— PROBLEM TO WORK ON —
Copy the records from the start through the line containing "636;309;719;392", requests included, and multiply each box coordinate in the answers by 0.9, rounding to whole numbers with halves going up. Leave the requests and their format samples unchanged.

— RECORDS FOR THE EXERCISE —
____

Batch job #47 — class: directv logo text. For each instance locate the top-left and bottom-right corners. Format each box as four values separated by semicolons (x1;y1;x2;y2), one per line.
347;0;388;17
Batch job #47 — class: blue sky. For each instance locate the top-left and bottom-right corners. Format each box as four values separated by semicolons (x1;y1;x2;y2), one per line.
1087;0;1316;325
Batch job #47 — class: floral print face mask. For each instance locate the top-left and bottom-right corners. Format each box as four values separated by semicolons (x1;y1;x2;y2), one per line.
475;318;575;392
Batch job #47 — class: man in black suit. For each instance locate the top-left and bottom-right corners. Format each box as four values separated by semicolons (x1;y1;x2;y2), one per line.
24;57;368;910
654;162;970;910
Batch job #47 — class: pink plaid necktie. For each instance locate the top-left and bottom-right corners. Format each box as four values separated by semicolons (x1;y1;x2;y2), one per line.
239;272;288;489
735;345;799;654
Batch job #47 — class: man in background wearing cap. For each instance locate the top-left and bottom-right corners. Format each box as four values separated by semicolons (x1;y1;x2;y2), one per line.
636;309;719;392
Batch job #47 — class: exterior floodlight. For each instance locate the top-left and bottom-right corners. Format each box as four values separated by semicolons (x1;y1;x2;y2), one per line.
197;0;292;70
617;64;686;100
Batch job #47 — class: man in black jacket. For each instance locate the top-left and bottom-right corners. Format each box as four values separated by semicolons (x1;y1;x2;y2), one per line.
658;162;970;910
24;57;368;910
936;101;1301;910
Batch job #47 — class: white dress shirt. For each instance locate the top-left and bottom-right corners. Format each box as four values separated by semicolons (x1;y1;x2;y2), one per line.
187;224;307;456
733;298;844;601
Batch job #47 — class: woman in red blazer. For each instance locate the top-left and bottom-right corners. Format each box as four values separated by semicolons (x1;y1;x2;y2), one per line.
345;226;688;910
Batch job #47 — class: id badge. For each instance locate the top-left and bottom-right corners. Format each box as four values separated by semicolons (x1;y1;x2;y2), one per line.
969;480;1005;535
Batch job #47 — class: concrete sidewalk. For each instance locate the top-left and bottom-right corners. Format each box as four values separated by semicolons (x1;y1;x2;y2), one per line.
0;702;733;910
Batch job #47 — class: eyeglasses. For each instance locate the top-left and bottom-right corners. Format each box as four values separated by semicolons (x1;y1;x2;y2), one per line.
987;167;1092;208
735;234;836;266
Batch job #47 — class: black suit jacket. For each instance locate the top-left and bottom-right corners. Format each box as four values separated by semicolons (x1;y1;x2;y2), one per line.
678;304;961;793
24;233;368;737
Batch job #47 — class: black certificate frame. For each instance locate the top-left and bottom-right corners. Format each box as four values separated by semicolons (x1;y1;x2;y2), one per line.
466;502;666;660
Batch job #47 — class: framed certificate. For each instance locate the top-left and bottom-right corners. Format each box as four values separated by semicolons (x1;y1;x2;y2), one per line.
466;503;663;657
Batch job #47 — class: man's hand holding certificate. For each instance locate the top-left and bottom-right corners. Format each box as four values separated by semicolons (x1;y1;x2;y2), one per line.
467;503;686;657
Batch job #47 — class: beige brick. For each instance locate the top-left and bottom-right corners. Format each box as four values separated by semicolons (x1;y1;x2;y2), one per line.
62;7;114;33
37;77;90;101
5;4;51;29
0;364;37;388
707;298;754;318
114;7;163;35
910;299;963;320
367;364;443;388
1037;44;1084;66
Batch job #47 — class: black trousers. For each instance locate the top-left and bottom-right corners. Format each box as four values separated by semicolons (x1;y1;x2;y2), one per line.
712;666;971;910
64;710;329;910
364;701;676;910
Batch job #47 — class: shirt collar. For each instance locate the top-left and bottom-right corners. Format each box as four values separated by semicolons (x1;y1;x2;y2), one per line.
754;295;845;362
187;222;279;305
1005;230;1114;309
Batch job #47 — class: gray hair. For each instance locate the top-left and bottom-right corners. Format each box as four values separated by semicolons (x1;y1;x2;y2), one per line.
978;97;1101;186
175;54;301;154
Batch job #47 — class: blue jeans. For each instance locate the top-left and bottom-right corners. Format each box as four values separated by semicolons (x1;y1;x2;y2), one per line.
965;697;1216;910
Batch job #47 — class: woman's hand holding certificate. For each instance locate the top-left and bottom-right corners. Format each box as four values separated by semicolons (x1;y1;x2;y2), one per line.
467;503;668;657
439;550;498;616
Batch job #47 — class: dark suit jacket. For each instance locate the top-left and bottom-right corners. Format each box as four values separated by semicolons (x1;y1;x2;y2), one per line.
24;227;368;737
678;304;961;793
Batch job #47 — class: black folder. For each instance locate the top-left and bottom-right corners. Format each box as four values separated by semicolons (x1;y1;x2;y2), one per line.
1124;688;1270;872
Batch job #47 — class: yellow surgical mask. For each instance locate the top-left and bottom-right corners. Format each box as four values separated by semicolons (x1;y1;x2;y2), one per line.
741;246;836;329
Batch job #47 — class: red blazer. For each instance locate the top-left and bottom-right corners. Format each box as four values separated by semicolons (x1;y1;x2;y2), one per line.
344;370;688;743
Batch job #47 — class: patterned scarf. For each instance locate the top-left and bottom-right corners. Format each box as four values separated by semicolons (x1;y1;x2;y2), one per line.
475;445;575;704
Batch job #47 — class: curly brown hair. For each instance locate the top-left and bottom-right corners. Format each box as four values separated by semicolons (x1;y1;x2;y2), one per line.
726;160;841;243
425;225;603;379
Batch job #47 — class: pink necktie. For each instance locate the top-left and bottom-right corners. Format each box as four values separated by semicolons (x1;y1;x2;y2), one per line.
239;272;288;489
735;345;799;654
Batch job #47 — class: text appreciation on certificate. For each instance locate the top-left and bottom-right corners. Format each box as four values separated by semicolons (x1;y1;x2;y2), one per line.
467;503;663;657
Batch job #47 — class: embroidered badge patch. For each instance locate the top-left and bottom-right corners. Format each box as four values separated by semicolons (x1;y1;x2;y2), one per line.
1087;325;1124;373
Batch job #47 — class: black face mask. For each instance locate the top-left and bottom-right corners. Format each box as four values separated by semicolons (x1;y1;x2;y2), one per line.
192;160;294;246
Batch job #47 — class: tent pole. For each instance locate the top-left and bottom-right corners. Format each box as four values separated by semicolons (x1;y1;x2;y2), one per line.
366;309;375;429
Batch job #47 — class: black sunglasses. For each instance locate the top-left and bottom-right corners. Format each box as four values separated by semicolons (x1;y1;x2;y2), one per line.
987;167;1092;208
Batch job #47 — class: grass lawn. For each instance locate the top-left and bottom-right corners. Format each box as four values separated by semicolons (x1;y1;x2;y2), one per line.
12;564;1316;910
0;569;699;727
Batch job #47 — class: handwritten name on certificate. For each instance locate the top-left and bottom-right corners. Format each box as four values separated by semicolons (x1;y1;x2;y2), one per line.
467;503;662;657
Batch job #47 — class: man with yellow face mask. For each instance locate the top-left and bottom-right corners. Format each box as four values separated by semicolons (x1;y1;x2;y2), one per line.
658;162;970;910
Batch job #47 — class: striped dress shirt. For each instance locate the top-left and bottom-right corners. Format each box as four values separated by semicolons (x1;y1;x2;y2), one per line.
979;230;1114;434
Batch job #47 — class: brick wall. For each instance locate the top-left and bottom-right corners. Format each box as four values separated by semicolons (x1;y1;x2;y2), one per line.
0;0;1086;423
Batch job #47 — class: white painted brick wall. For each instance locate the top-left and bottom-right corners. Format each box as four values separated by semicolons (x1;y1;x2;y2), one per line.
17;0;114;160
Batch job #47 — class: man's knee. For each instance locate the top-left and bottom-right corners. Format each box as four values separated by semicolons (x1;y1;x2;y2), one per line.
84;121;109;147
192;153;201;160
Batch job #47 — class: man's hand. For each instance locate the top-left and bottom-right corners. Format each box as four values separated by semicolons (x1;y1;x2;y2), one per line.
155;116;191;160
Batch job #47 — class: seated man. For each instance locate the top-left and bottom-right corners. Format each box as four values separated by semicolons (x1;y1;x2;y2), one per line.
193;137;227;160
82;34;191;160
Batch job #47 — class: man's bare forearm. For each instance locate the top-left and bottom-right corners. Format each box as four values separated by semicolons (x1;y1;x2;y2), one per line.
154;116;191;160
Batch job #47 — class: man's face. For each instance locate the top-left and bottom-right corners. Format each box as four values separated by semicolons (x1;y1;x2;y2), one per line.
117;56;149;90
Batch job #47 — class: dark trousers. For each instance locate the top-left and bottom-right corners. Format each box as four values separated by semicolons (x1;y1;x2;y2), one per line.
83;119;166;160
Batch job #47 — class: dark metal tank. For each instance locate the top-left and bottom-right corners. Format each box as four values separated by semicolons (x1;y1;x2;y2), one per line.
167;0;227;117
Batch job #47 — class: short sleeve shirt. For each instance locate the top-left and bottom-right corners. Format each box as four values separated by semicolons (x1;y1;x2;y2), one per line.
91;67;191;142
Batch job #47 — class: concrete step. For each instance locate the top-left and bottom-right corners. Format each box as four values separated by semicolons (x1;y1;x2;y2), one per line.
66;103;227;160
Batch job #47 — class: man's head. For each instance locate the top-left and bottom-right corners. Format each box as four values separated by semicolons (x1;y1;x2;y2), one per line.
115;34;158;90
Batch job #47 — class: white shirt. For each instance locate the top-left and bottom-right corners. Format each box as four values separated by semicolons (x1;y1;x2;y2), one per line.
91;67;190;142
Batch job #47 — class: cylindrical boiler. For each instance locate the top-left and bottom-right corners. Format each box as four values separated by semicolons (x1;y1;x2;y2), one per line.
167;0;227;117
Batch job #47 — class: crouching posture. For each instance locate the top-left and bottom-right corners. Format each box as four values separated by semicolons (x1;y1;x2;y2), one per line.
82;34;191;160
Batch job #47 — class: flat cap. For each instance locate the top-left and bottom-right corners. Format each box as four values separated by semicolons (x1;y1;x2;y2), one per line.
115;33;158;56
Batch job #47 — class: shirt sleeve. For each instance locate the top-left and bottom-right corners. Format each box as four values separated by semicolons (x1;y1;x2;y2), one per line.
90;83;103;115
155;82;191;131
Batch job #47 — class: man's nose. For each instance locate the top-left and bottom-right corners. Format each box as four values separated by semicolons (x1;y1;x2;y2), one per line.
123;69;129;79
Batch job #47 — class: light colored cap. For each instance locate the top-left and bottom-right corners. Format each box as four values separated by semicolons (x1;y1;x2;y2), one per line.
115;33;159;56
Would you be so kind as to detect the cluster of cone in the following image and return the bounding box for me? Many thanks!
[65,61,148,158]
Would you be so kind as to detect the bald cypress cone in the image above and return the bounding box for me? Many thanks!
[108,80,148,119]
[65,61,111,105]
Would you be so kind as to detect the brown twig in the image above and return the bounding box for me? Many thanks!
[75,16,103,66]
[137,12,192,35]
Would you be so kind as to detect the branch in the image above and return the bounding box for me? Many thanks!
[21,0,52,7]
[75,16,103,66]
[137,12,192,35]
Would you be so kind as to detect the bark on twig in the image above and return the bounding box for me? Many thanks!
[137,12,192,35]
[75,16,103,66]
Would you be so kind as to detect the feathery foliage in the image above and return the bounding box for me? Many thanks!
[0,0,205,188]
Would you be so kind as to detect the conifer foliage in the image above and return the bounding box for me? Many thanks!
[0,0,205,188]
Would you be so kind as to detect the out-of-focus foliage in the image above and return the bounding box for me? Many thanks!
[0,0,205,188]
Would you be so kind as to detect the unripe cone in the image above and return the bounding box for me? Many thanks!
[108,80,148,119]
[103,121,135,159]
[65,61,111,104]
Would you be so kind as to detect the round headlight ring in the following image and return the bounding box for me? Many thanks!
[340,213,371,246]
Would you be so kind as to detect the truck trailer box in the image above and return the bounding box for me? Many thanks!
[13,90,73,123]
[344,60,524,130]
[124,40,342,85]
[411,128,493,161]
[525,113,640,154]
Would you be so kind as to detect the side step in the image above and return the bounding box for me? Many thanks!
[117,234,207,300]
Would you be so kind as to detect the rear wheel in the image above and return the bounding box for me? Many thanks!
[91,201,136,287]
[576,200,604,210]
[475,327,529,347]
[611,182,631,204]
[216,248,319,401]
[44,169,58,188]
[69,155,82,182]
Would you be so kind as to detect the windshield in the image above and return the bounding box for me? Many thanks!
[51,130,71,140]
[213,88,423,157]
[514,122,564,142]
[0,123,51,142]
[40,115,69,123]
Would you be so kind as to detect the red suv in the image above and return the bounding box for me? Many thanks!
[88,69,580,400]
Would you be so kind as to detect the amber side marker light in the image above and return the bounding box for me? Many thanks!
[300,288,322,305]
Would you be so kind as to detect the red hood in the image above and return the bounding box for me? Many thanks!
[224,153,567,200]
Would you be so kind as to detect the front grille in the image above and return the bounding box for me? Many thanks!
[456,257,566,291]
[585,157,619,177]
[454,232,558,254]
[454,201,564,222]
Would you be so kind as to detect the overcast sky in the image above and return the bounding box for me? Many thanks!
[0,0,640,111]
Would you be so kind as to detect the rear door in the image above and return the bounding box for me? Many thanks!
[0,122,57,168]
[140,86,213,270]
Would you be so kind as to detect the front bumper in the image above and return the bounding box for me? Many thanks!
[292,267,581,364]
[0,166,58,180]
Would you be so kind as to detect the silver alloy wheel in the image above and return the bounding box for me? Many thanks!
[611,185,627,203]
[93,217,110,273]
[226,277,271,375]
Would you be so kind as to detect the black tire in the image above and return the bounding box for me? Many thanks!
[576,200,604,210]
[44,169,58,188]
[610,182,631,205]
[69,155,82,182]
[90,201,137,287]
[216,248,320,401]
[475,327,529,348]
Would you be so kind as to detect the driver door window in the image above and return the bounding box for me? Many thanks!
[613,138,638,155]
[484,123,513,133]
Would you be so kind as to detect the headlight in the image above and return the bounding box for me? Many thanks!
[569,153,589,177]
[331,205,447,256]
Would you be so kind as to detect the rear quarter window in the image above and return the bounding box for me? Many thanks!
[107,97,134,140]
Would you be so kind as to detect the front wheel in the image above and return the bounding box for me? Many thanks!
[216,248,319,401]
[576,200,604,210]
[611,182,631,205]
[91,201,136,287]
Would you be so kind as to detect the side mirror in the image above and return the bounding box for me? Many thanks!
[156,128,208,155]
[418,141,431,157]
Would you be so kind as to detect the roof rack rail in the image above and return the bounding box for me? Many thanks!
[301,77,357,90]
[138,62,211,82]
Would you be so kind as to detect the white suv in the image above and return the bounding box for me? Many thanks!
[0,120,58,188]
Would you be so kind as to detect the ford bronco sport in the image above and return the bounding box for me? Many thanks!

____

— ANSWER FOR THE TASK —
Batch job #47 — class: directv logo text. For each instance locate the top-left and bottom-right corners. Format each box as four values separated by semicolons (x1;y1;x2;y2), one per line.
312;0;349;15
Batch job #47 — class: blue sky. For each instance locate the top-left and bottom-right corners. Format each box as four values separated by semicolons (x1;y1;x2;y2), one per line.
978;0;1184;293
Batch job #47 — class: floral print face mask. For each instance locate the top-left and bottom-right corners. Format each box as four values separated by semicolons (x1;y1;x2;y2), one per line.
428;286;518;353
Batch job #47 — class: man in black suit. For each instance locate the top-left and bottom-right corners. Format each box as four values separated by semicolons (x1;y1;x2;y2), one per line.
22;51;331;819
589;146;873;819
Batch job #47 — class: pink plaid necktie. For each instance locate the top-left and bottom-right corners. Format each box as four values separated by semicolons (x1;y1;x2;y2), one per line.
215;245;259;440
662;311;719;589
Batch job #47 — class: man in background wearing cap. For each instance locate the top-left and bottom-right corners. Format each box as four values separated by semicolons (x1;y1;x2;y2), one per line.
572;278;647;353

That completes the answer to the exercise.